#### [EXTRAIT DU DISCOURS]
════════

Texte intégral
Mesdames, Messieurs,
Vous représentez tous, à différents titres, les services engagés en première ligne dans la lutte antiterroriste.
Je ne vous apprendrai donc rien en vous disant combien nos populations sont menacées par ce fléau qu'est le terrorisme international.
Vous connaissez l'importance, la permanence, l'actualité de la menace qui pèse sur les pays européens. Madrid en mars 2004, Londres en juillet 2007, les projets d'attentats découverts depuis en Allemagne, au Danemark ou en Italie, nous rappellent la nécessité d'agir.
La lutte contre le terrorisme se joue dans les montagnes afghanes, dans les madrassas yéménites et pakistanaise, au Maghreb. Elle se joue aussi au plus près de nos concitoyens, dans nos pays.
Le recrutement ne s'effectue pas uniquement dans les pays en crise mais aussi dans nos villes. A l'heure où le communisme s'efface et avec lui une voie politique de contestation, l'intégrisme, la radicalité accueillent des personnes frustrées, mal à l'aise dans notre société, fragilisées, qu'elles soient originaires de pays musulmans voire de pays occidentaux.
Notre séminaire a pour thème la radicalisation dans les prisons.
Qu'est-ce que la radicalisation ?
La radicalisation ce n'est pas le fait d'être radical. C'est le fait de rendre radical quelqu'un qui ne l'est pas, ou de porter une théorie, fût-elle religieuse, à des extrémités radicales qui ne sont pas dans sa nature ou qui correspondent à des situations extrêmes.
Ne nous méprenons pas.
L'Islam est l'une des grandes religions de notre pays, qui est respectable et qui est respecté.
L'Islam a aujourd'hui des institutions représentatives élues. Il dispose d'aumôneries en milieu carcéral, qui concourent à la mise en oeuvre de la liberté de religion et de la lutte contre l'extrémisme.
La source de la radicalisation n'est pas l'Islam en tant que religion. C'est donc autre chose. Que se passe-t-il en effet, dans les prisons ?
Des jeunes y rentrent à la suite d'actes de délinquance punis par la loi, ils en ressortent animés par des sentiments d'hostilité violente à l'égard de la société et de ses valeurs.
Parce que les prisons sont un lieu où s'expriment les échecs et les fragilités, elles deviennent un centre de recrutement privilégié pour les islamistes radicaux.
Cela est vrai en France. Cela est vrai dans la plupart de nos pays. Le recrutement dans les réseaux transcende les frontières.
Nous avons donc le devoir d'agir ensemble, à l'échelle de l'Europe.
Notre action contre le terrorisme doit relever le défi de la radicalisation.
La menace terroriste nous oblige à toujours adapter et moderniser sur notre dispositif.
Nous possédons aujourd'hui un dispositif efficace dans la lutte contre le terrorisme.

════════

#### [DONNÉES EXTRAITES]

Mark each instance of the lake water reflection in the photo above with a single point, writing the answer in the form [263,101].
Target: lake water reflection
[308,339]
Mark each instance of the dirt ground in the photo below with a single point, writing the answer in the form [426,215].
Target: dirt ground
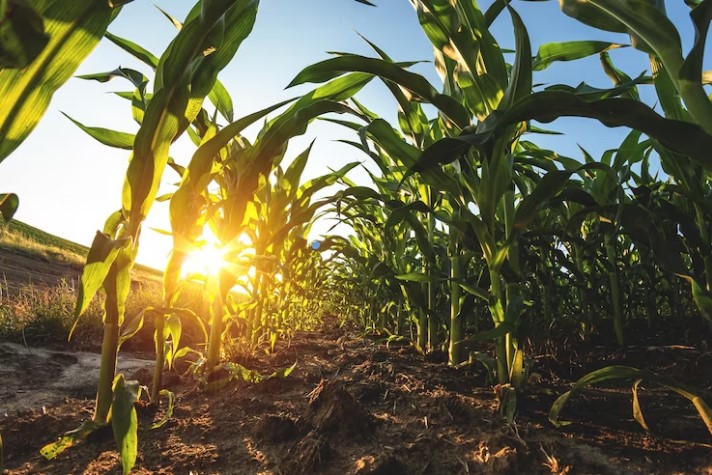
[354,405]
[18,268]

════════

#### [EXERCICE 1]
D'après le discours, quel est le thème du séminaire ?
#### [EXERCICE 2]
Recopiez tout le passage du discours qui va de « Parce que les » jusqu'à « l'échelle de l'Europe. », en changeant « Europe » contre « Union européenne ».

#### [RÉPONSE ATTENDUE 1]
La radicalisation dans les prisons.

#### [RÉPONSE ATTENDUE 2]
Parce que les prisons sont un lieu où s'expriment les échecs et les fragilités, elles deviennent un centre de recrutement privilégié pour les islamistes radicaux.
Cela est vrai en France. Cela est vrai dans la plupart de nos pays. Le recrutement dans les réseaux transcende les frontières.
Nous avons donc le devoir d'agir ensemble, à l'échelle de l'Union européenne.